[START SUPPLIED PASSAGE]
Right. So you got those and then you got this. You have Candy Crush and Angry Birds, all starting with things like Tetris. You wanna know -- what's the biggest game that Americans play? Computer game? Solitaire. Right? Old-school. It's too bad Yahoo! just shut it down. I was at Yahoo! for a number of years, as the VP of Media Innovation.

That's right.

That's where I ended up after my CD-ROM days and the genealogy.com days. So we had a huge games center that was devoted to turn-based games or Solitaire-type games. It's the opposite -- the term we used was "casual games." That means that these other games are not casual, they're serious. So, there's "serious games" and "casual games."

Only for serious people.

[Laughs.] Right. But this is the pyramid, right? And these are the guys with the reflexes or the puzzle brains. These casual games -- it was card games and online versions of all the board games that they had licensed -- you can't take that away from this whole area of computer games. Just like you've got documentaries, comedy, action, drama in film. You can't say film is any one of those.

So computer games has a broad demographic. We here have blinders on sort of talking about what you see at the Game Developers Conference. You're not seeing the latest, high-def Solitaire game or 3D Chess.

But it's the same with E3, the Electronic Entertainment Expo.

Yeah. I was just thinking of E3.

But you go there and there's another set of narrow blinders about what games are and what games can be.

It's skewed. It's skewed to people with money and electronics, right, that can support those.

Yeah. But it's also skewed content-wise, which is what you're saying --

With explosions and shooting.

That was where the industry was when you left it and it's still there. Did you think that would have changed in however many years it's been?

No.

No? Really?

I just think of how kids and I did go to arcades and you'd be in front of a $5,000 box playing the latest graphics stuff. Then you'd go home to your PC and there was Wolfenstein 3D and it'd be so not as fun but still fun, right? And each of those arcade experiences in a couple years would migrate down. So there's been this great evolution and still going on. I mean, we aren't yet to synthespians yet. We're gettin' closer, though. You look at Final Fantasy is it? The one that’s really well-rendered with beautiful motion capture?
[END SUPPLIED PASSAGE]
**WORK INSTRUCTIONS**
1. From the interview on computer games, reproduce everything from "[Laughs.] Right. But" down to "can support those.".
2. Answer these questions from the interview on computer games:
(a) What position did the speaker hold at Yahoo!?
(b) What term was used at Yahoo! for turn-based or Solitaire-type games?
(c) What game does the speaker name as one played at home on a PC?
3. Write the next part of the interview on computer games, picking up right after its final sentence.
[START DATASET EXCERPTS]
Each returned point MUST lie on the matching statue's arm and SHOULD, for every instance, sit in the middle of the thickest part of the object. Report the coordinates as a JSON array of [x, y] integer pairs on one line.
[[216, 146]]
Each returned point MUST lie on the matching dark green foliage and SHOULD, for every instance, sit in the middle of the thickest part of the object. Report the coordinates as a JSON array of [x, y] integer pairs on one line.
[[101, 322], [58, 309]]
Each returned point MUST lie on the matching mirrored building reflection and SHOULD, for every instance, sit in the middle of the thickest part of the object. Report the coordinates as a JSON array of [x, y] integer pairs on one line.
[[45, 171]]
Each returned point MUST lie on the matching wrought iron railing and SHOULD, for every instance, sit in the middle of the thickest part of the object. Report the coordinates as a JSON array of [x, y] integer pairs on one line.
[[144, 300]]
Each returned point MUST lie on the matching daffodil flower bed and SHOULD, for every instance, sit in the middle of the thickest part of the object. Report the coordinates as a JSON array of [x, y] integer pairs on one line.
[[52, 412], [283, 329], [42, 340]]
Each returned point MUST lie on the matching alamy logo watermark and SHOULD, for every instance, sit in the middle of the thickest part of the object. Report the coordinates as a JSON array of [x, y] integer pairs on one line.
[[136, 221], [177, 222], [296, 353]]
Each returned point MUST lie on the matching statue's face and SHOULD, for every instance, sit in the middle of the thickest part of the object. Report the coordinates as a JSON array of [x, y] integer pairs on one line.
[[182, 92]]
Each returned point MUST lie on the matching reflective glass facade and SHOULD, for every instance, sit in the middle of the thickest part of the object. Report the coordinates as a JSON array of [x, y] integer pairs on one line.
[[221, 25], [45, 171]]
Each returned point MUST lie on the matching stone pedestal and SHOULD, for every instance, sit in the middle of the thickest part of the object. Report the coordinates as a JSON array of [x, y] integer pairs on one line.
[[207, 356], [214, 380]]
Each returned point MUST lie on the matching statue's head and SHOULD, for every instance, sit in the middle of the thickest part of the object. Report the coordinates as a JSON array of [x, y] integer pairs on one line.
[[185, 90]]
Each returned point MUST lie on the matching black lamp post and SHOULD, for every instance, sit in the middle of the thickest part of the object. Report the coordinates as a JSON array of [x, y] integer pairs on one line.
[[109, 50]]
[END DATASET EXCERPTS]
**RESULTS**
1.
[Laughs.] Right. But this is the pyramid, right? And these are the guys with the reflexes or the puzzle brains. These casual games -- it was card games and online versions of all the board games that they had licensed -- you can't take that away from this whole area of computer games. Just like you've got documentaries, comedy, action, drama in film. You can't say film is any one of those.

So computer games has a broad demographic. We here have blinders on sort of talking about what you see at the Game Developers Conference. You're not seeing the latest, high-def Solitaire game or 3D Chess.

But it's the same with E3, the Electronic Entertainment Expo.

Yeah. I was just thinking of E3.

But you go there and there's another set of narrow blinders about what games are and what games can be.

It's skewed. It's skewed to people with money and electronics, right, that can support those.

2.
(a) VP of Media Innovation
(b) Casual games
(c) Wolfenstein 3D

3.
Things that you used to see in cut scenes now you're seeing in real time. I remember going to EA when I was at Yahoo! and seeing how they were working with their physics engine so that when a shell or a character would impact a wall, it used to be you just played the same animation, right? So if a guy hit the wall hard or soft, as long it was over a certain threshold, and whether you hit it from this angle or that angle, the wall would fall down the same way. And they were showing how now they can compute the angle of impact and the speed and the mass and simulate the bricks flying this way or that way. They were getting into really good inverse kinematics where now your body joints could in real-time be connected through whatever point you were grabbing onto or stepping from.

So they showed, like, an old-style character jumping up to a wall and it just stuck. And then there are guys that if they jumped too hard they'd crash into the wall if they did. All that is making it more and more real.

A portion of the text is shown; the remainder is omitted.